- **Directions**:
Pull out every line in the items below that contains the string "road". Case counts, so uppercase and lowercase letters must match.

- **Records supplied**:
## START
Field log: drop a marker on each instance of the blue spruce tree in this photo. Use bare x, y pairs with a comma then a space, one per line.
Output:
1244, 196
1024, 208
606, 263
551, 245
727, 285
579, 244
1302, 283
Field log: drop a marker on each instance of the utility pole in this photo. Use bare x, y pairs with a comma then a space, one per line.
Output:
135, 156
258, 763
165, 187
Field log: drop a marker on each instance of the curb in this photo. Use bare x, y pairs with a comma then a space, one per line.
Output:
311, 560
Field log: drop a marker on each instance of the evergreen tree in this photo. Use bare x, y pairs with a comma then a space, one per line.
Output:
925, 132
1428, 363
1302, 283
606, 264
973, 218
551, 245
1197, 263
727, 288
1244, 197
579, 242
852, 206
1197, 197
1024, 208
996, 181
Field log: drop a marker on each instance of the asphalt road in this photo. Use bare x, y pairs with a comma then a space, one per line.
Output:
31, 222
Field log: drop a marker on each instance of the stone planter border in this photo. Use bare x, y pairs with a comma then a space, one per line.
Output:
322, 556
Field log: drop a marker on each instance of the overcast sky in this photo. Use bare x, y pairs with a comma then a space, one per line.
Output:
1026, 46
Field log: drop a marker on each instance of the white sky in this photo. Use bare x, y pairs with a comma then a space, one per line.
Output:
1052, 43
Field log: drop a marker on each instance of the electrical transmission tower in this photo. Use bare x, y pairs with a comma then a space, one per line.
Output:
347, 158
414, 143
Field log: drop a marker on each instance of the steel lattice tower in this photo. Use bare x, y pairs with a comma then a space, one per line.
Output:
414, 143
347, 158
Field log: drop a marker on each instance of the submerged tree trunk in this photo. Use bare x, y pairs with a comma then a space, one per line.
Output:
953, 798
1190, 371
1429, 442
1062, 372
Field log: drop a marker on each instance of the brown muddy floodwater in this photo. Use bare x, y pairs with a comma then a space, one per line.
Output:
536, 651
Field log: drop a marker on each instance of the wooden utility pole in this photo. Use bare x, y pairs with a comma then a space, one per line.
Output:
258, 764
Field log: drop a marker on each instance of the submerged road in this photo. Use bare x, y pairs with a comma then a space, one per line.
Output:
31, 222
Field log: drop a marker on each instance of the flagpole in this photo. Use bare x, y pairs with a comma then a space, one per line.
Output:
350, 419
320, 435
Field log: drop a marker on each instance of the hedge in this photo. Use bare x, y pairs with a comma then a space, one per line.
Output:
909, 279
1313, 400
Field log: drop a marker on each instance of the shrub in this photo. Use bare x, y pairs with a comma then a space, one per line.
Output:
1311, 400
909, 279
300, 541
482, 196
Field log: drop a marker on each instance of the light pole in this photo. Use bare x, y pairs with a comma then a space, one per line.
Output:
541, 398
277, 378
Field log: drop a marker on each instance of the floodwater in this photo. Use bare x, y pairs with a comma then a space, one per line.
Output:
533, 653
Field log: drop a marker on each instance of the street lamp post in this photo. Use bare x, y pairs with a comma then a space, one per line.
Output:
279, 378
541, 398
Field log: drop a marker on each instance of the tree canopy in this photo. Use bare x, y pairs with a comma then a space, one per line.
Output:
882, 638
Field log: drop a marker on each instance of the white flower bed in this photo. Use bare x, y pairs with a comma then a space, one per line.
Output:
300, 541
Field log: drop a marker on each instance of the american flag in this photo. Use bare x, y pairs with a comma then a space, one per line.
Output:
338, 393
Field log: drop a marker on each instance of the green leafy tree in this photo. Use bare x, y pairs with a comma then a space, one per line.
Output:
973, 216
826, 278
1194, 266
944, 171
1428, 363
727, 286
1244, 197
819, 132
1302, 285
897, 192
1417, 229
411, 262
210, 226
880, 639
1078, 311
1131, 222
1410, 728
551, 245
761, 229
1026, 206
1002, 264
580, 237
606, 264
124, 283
## END
## START
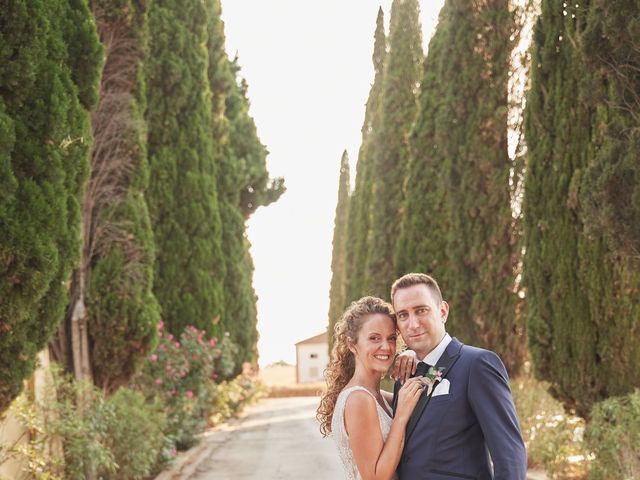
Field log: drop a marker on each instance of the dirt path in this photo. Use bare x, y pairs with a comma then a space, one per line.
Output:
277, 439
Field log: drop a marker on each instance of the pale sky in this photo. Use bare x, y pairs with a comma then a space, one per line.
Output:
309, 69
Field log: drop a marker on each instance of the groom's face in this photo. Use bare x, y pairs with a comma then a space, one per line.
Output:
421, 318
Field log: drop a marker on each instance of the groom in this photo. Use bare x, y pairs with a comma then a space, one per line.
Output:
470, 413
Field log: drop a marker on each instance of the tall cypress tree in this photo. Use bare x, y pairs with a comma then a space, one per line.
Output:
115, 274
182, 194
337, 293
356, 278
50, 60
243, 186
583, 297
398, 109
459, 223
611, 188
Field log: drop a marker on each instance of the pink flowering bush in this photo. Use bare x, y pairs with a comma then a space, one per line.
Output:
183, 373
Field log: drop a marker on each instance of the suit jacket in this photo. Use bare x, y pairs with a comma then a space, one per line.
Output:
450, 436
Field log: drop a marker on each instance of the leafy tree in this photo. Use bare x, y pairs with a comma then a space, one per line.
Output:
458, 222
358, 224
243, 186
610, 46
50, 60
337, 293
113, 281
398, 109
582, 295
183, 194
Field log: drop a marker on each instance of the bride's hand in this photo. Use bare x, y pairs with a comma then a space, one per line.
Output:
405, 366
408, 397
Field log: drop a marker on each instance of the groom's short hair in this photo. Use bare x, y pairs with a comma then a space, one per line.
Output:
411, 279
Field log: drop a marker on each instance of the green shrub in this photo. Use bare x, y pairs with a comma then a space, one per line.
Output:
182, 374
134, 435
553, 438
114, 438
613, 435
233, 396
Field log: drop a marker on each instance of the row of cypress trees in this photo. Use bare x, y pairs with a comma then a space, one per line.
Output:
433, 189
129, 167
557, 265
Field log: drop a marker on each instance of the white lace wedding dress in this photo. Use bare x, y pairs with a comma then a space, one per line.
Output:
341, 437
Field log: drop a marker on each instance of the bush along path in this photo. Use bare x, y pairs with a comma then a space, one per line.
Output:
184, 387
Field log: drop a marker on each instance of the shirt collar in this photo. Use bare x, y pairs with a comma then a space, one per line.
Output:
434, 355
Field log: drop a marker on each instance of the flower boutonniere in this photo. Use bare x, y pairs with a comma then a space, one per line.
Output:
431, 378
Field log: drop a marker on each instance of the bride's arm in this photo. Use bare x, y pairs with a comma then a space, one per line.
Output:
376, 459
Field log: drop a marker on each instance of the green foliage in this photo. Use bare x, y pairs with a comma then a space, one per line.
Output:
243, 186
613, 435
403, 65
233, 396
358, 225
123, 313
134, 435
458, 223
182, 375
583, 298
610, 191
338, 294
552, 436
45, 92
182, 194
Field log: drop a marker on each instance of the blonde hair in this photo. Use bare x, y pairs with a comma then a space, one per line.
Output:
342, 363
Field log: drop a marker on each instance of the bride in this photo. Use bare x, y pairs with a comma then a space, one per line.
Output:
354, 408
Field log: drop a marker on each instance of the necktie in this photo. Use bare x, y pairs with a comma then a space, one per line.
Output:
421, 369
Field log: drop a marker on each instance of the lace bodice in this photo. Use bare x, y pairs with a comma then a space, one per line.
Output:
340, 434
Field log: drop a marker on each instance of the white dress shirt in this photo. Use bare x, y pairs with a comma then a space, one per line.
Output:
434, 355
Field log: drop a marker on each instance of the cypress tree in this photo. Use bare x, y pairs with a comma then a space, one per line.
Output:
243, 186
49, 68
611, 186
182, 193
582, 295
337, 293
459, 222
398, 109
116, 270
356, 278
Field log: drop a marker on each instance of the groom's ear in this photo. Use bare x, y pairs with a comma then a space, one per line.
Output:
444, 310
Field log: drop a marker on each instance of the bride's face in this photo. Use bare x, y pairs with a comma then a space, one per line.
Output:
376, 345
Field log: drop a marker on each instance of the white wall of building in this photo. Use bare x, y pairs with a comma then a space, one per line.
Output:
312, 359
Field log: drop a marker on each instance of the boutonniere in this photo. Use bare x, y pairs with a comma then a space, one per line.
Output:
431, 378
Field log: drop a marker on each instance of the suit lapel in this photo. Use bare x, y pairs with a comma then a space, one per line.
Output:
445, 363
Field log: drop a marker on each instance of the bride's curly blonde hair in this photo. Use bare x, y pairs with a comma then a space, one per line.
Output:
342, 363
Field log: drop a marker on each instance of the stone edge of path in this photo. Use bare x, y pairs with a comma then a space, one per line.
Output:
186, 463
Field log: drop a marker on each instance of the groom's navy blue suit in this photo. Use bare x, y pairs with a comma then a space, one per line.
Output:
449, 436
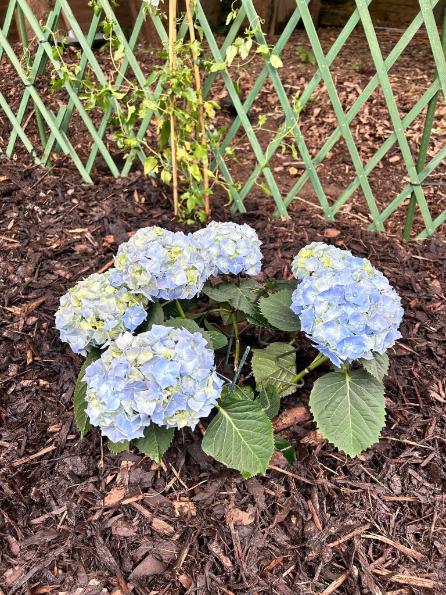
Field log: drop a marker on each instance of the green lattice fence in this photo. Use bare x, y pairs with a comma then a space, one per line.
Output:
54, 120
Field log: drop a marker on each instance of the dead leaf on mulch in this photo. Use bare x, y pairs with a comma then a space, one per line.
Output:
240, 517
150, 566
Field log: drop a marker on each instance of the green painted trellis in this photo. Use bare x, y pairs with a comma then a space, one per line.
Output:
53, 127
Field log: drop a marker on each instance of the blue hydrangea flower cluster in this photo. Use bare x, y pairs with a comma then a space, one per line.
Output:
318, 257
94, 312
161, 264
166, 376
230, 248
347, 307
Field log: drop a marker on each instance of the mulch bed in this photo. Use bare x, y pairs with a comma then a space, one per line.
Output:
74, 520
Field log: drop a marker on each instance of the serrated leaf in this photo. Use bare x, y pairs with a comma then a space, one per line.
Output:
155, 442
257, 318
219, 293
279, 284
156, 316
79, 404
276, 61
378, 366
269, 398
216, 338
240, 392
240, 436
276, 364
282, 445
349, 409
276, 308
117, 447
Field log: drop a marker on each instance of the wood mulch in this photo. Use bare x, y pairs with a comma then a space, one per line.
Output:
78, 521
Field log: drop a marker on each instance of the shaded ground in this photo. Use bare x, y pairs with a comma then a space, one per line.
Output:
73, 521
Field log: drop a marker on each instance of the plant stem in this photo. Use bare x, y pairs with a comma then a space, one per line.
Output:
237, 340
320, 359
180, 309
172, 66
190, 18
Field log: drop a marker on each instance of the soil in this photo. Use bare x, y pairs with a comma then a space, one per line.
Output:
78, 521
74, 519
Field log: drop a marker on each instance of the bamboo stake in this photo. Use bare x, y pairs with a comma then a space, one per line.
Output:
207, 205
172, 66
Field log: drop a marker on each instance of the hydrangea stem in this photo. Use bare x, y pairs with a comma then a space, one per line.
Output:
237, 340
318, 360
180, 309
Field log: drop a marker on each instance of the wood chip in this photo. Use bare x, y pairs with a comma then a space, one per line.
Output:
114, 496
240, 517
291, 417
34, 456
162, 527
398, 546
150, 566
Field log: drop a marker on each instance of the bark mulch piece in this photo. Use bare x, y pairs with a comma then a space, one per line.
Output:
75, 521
## END
- **Complete answer**:
Field log: drop a marker on each instance of the asphalt road in this photo. Use bare x, y pairs with a comma then a space, one per line.
Field log: drop a marker on each instance of the submerged road in this photo. Use bare x, y pairs with a comma then a space, one per line.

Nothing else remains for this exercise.